Les programmes fédéraux de base des soins de santé et des retraites – auparavant des questions «très sensibles» de la politique américaine qu'il était impossible de toucher en raison du soutien populaire massif pour ces programmes – sont maintenant la cible principale de l’ensemble de l’appareil politique.
Des efforts intensifs ont été entrepris pour les démanteler, mais en vain jusque-là. Le plus près que les deux partis s’étaient trouvés pour la conclusion d’un accord avait été durant la crise du plafond de la dette en 2011 lorsqu’Obama avait proposé des coupes de l’ordre de plus d’un millier de milliards de dollars dans les programmes sociaux dans le cadre d’un plan de réduction de 2,8 billions de dollars du déficit.
══════════
_Exercices à faire:_
A - Réécrivez le passage du texte sur les programmes sociaux américains en commençant à «Les programmes fédéraux» et en finissant à «de l’appareil politique.», et remplacez «massif» par «considérable».
B - Traduisez en anglais la phrase suivante du texte fourni : «Des efforts intensifs ont été entrepris pour les démanteler, mais en vain jusque-là.»
Servez-vous uniquement du texte fourni.
══════════
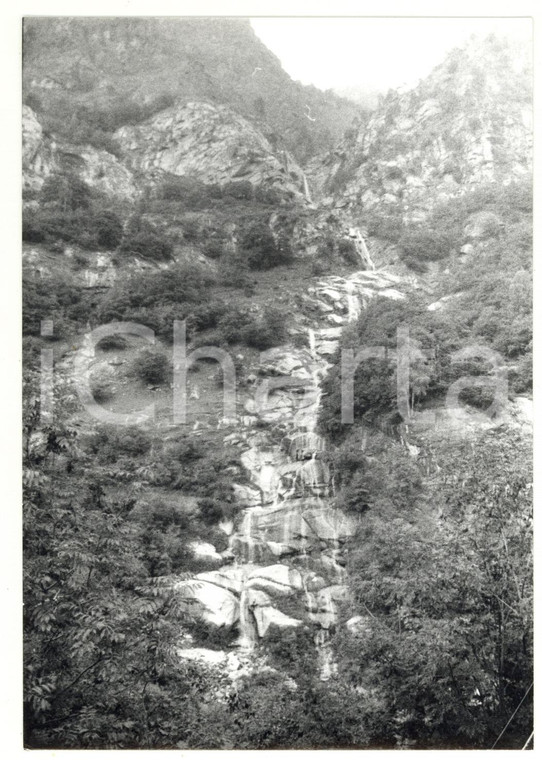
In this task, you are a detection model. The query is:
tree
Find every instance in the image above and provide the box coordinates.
[335,430,532,748]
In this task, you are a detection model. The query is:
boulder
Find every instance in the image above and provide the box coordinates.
[174,577,239,628]
[252,607,302,638]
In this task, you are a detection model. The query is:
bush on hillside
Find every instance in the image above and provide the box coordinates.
[241,221,293,269]
[132,348,171,385]
[120,217,173,261]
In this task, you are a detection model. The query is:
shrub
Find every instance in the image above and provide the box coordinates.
[133,348,171,385]
[90,377,114,401]
[86,425,152,462]
[222,180,254,201]
[217,251,250,289]
[40,173,91,212]
[198,498,224,525]
[399,227,454,261]
[94,211,123,248]
[98,335,128,351]
[203,239,224,259]
[241,221,293,269]
[121,217,173,261]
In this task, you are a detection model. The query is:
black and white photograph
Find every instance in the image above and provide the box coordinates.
[14,3,536,756]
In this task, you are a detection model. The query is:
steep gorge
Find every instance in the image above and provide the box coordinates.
[23,21,532,748]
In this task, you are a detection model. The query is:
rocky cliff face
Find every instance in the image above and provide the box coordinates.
[23,18,360,161]
[23,26,531,677]
[115,103,310,197]
[308,38,532,222]
[22,106,139,202]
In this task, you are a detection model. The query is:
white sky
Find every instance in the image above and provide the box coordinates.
[251,17,532,91]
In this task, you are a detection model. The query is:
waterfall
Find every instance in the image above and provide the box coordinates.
[237,577,256,651]
[315,628,337,681]
[243,509,255,565]
[303,172,312,203]
[356,229,376,271]
[346,280,361,322]
[308,327,316,359]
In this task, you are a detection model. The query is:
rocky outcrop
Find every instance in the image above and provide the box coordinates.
[175,271,402,660]
[307,37,532,222]
[22,106,138,202]
[115,102,310,197]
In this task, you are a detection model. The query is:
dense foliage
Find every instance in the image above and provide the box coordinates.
[334,429,532,748]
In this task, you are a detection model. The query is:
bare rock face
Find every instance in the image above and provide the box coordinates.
[23,106,138,201]
[115,103,310,197]
[307,38,532,223]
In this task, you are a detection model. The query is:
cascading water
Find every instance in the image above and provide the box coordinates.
[178,278,366,680]
[346,280,361,322]
[350,227,376,271]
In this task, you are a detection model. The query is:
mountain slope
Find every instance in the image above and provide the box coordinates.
[24,18,360,161]
[308,37,532,221]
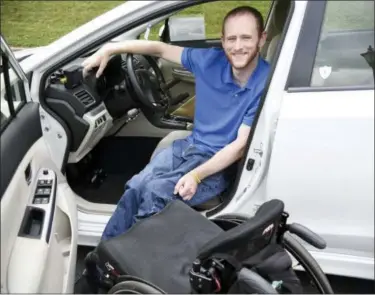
══════════
_Corrigés:_
A -
Les programmes fédéraux de base des soins de santé et des retraites – auparavant des questions «très sensibles» de la politique américaine qu'il était impossible de toucher en raison du soutien populaire considérable pour ces programmes – sont maintenant la cible principale de l’ensemble de l’appareil politique.

B - Intensive efforts have been made to dismantle them, but to no avail thus far.